◆ Instructions to follow ◆
Below is a listing. Write out exactly its lines between the one holding "locate: green rope | one point per instance" and the one holding "locate: duck's wing | one point per instance", inclusive.

(Exercise data Opens)

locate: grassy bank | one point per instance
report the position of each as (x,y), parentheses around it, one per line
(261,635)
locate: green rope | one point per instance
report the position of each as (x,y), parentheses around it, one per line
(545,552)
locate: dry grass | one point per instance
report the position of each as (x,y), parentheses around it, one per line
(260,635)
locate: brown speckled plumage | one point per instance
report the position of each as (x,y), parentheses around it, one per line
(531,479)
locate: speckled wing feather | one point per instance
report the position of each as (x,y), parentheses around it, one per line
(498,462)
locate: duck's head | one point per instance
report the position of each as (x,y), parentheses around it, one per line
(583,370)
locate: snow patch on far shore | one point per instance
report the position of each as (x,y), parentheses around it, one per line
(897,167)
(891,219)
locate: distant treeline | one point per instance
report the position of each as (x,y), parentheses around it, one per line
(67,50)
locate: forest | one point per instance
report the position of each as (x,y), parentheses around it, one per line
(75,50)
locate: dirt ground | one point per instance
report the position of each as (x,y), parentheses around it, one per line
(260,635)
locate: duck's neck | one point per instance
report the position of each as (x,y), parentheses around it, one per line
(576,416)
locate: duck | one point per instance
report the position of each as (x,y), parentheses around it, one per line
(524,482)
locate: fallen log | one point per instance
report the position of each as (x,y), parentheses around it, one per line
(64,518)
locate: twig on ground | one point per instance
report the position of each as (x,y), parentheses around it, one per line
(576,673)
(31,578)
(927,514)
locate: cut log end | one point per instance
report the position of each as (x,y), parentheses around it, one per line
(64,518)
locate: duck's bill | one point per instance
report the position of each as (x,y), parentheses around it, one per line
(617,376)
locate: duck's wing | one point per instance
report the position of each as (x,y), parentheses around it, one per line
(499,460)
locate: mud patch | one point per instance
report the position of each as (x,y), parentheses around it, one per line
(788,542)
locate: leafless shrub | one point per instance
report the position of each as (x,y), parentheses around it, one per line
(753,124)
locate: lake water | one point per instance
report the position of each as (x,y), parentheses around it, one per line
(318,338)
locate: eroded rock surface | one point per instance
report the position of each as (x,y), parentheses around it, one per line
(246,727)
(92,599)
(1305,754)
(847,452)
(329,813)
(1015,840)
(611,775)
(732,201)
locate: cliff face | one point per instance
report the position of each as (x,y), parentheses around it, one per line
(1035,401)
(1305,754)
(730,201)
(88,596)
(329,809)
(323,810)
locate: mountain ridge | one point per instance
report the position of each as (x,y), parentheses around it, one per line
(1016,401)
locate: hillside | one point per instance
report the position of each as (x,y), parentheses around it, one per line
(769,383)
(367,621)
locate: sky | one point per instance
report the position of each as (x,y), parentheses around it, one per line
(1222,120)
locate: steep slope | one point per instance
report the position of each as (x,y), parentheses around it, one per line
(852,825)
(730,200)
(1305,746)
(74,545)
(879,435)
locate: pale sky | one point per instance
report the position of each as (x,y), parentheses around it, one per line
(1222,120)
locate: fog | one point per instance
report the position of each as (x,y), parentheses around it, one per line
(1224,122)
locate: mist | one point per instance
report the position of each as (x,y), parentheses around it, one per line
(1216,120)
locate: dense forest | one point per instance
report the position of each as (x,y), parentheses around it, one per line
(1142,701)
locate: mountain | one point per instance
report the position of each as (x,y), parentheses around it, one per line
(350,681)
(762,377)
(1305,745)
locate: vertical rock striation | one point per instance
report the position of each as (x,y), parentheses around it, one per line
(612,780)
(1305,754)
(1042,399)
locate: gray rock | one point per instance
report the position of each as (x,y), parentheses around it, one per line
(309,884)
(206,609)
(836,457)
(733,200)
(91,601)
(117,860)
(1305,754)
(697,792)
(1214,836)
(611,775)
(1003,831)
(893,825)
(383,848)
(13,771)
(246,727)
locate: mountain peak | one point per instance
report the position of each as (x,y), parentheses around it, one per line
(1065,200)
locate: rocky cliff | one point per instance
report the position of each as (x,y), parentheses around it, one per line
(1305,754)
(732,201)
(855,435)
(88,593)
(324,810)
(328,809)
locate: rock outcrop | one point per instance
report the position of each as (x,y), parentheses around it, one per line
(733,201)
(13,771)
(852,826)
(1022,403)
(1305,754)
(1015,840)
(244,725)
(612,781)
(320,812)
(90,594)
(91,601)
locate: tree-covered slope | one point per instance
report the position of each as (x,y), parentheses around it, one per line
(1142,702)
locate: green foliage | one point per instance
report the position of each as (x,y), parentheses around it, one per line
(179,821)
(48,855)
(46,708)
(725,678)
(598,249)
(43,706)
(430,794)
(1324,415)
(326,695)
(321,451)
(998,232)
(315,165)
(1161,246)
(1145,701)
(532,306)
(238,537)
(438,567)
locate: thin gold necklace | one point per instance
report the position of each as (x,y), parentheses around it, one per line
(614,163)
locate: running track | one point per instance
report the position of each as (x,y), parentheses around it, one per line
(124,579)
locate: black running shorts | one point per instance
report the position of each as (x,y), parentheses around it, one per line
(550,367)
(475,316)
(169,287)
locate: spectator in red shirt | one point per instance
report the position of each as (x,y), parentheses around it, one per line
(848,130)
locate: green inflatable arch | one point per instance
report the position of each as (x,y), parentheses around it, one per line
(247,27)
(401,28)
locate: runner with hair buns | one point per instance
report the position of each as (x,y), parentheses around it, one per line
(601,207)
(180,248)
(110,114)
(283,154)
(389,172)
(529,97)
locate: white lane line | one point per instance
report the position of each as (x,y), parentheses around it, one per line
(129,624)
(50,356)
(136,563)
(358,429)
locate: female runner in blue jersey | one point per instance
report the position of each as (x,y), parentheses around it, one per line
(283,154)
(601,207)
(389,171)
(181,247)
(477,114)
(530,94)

(Exercise data Closes)

◆ The answer ◆
locate: green rope | one point per instance
report the position of each as (x,y), parentheses around it, one per line
(545,552)
locate: dry grass | one point per instance
report the position of each as (x,y), parentheses around it, one per line
(260,635)
locate: brown speckled plumage | one point per instance
report the position of each as (x,y), parentheses around it, one per line
(531,479)
locate: speckled wing feather | one point per instance
report the position of each as (x,y), parentheses around it, one per line
(498,462)
locate: duck's head | one point per instance
report the position of each as (x,y), parentheses around it, one per line
(583,370)
locate: snow patch on far shore | one point per instance
report the position of each as (x,y), parentheses around it, one per line
(897,167)
(891,219)
locate: distant treeline | one point per instance
report the position of each as (x,y), parentheses around it, one per line
(67,50)
locate: forest | one point per instance
report the position of each as (x,y), parentheses around it, one per line
(75,50)
locate: dirt ground | one point per instance
report the position of each as (x,y), parentheses around it, one per line
(260,635)
locate: duck's neck | one point per instance
report the position of each as (x,y), parentheses around it, one per line
(576,416)
locate: duck | one point per instance
report the position of each as (x,y), parentheses around it, one per line
(524,482)
locate: fallen log | one point per instance
report the position of each as (x,y), parentheses around it, one per line
(64,518)
locate: twig on ground | one point per instance
report the position of each as (x,y), parentheses around it, one per line
(576,673)
(31,578)
(927,514)
locate: cut log end | one point per instance
report the position of each as (x,y), parentheses around it, one per line
(64,518)
locate: duck's bill | one point per instance
report the position of each as (x,y), parentheses around it, one per line
(617,376)
locate: duck's wing | one point per instance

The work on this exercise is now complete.